(What the task requires):
Once the line with "Exercise. Point out the cabinet" is found in the entries below, print it and each following line exactly, stopping after the line with "[(94, 600)]"; print nothing else.

(Information supplied):

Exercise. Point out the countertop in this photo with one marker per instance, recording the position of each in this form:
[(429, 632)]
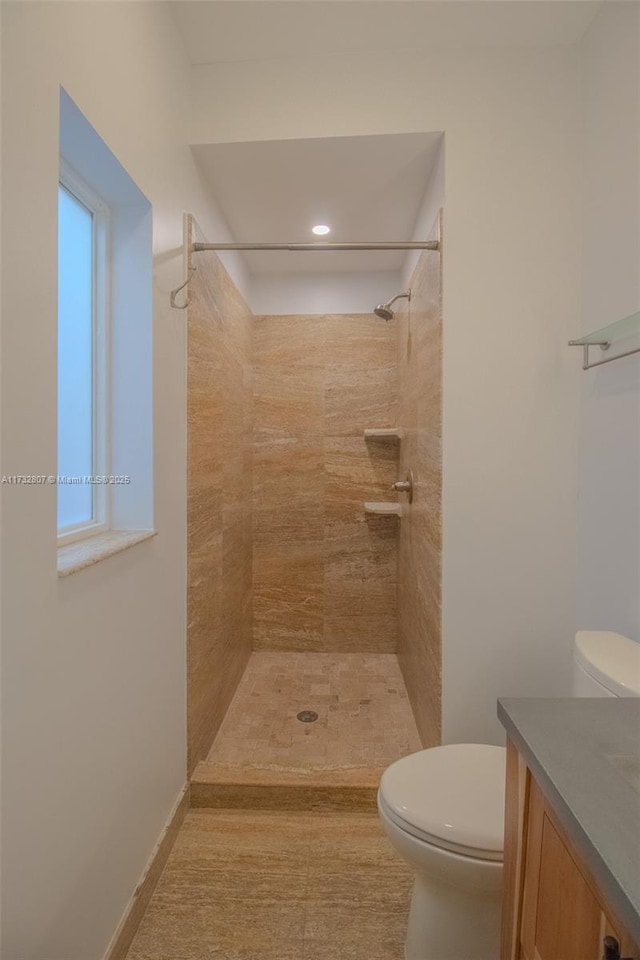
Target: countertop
[(585, 755)]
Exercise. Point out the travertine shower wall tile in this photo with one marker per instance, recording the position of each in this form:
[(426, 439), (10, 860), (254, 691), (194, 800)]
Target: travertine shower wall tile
[(288, 596), (324, 575), (419, 326), (220, 498)]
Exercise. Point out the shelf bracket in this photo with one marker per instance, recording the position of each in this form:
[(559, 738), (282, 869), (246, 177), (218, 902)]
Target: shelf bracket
[(603, 344)]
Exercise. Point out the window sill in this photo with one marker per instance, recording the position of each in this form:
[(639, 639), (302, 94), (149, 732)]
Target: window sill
[(84, 553)]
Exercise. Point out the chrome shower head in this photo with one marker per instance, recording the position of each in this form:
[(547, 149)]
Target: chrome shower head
[(384, 311)]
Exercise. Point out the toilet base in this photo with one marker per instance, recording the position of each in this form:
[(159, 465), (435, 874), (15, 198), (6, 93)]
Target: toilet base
[(446, 923)]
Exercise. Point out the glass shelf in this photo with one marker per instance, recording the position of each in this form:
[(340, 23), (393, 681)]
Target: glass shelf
[(619, 330), (606, 336)]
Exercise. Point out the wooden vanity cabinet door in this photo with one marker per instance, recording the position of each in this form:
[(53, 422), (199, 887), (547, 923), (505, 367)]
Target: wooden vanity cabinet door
[(561, 918)]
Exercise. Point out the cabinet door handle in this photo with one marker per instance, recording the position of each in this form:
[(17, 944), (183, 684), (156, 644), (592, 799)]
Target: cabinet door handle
[(612, 950)]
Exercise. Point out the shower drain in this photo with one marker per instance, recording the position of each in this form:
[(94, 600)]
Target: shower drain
[(307, 716)]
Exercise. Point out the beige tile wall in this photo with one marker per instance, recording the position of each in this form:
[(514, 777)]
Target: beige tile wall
[(219, 510), (419, 328), (324, 575)]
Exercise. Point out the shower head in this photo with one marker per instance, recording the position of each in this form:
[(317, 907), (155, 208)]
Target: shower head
[(384, 311)]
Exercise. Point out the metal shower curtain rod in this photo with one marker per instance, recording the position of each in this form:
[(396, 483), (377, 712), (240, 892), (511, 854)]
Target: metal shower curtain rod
[(399, 245)]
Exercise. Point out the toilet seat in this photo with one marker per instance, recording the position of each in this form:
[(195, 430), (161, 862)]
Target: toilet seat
[(451, 797)]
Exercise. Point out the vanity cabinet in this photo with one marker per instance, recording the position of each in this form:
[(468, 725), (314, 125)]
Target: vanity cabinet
[(552, 907)]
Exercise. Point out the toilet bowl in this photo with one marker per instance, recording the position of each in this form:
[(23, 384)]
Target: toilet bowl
[(443, 811)]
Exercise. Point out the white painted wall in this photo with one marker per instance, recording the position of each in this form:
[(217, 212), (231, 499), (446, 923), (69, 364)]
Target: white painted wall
[(609, 525), (93, 692), (511, 275), (321, 293), (434, 200)]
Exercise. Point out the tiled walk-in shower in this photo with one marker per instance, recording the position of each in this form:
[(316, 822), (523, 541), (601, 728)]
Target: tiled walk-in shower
[(298, 602)]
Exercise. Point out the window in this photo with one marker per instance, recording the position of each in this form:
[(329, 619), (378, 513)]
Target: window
[(83, 275)]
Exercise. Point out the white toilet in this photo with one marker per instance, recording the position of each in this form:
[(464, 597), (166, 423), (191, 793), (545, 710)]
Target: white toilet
[(443, 811)]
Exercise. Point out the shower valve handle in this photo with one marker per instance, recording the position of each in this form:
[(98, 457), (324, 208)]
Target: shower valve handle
[(405, 486), (402, 486)]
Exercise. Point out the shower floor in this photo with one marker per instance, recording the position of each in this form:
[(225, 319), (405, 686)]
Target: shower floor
[(364, 716)]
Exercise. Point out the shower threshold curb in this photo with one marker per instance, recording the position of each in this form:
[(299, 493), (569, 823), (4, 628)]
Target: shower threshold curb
[(216, 786)]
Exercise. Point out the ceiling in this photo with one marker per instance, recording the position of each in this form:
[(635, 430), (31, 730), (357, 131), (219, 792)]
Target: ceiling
[(217, 31), (365, 188)]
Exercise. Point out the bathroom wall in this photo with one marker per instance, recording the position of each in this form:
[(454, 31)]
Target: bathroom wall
[(511, 118), (321, 292), (419, 331), (219, 496), (609, 496), (324, 575), (94, 665)]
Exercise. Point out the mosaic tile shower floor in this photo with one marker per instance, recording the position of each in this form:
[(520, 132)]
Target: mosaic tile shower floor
[(364, 716)]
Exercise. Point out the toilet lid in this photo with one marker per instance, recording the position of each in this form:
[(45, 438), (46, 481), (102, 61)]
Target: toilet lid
[(451, 796)]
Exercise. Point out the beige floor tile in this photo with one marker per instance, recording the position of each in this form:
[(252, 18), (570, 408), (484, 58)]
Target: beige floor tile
[(362, 932), (353, 904)]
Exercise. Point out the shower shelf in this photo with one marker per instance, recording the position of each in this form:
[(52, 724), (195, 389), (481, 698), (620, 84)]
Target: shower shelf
[(392, 434), (390, 509), (606, 336)]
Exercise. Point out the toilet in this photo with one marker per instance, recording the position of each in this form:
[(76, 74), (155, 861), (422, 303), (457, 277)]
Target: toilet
[(443, 811)]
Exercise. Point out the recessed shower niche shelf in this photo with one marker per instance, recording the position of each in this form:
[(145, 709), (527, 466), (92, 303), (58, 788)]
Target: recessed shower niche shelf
[(606, 336), (382, 509), (391, 434)]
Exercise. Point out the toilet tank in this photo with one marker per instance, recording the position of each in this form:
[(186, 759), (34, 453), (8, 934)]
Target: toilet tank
[(605, 665)]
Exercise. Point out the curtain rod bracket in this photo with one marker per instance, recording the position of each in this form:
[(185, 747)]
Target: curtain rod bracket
[(174, 293)]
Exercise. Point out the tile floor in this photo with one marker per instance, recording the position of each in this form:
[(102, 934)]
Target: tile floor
[(365, 719), (248, 885)]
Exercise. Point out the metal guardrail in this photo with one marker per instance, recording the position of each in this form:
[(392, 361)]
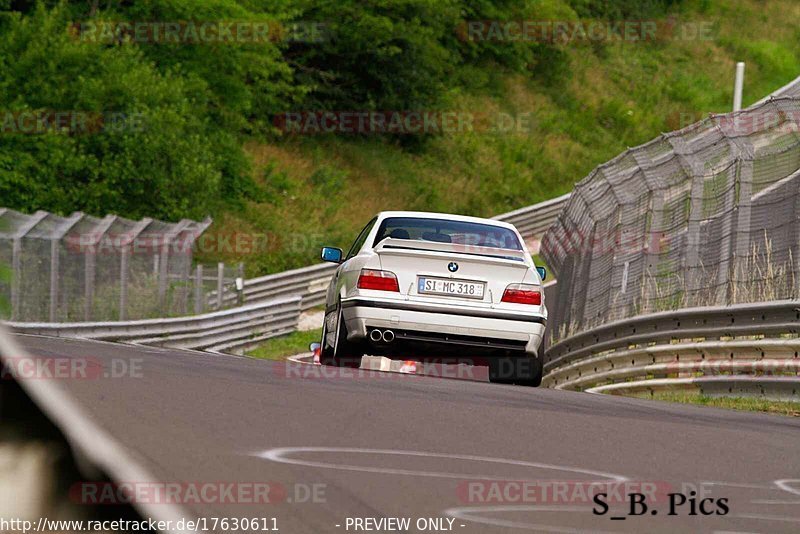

(Result for this exercise):
Exercise. Point out the cabinet door handle in this photo with one marker per instance, recording the position of each in this form:
[(17, 944), (183, 684), (156, 644), (592, 799)]
Target: cabinet door handle
[(612, 950)]
Exercise. Point out the shower drain in this photo with one marker per instance, recording the position of each in this form:
[(94, 600)]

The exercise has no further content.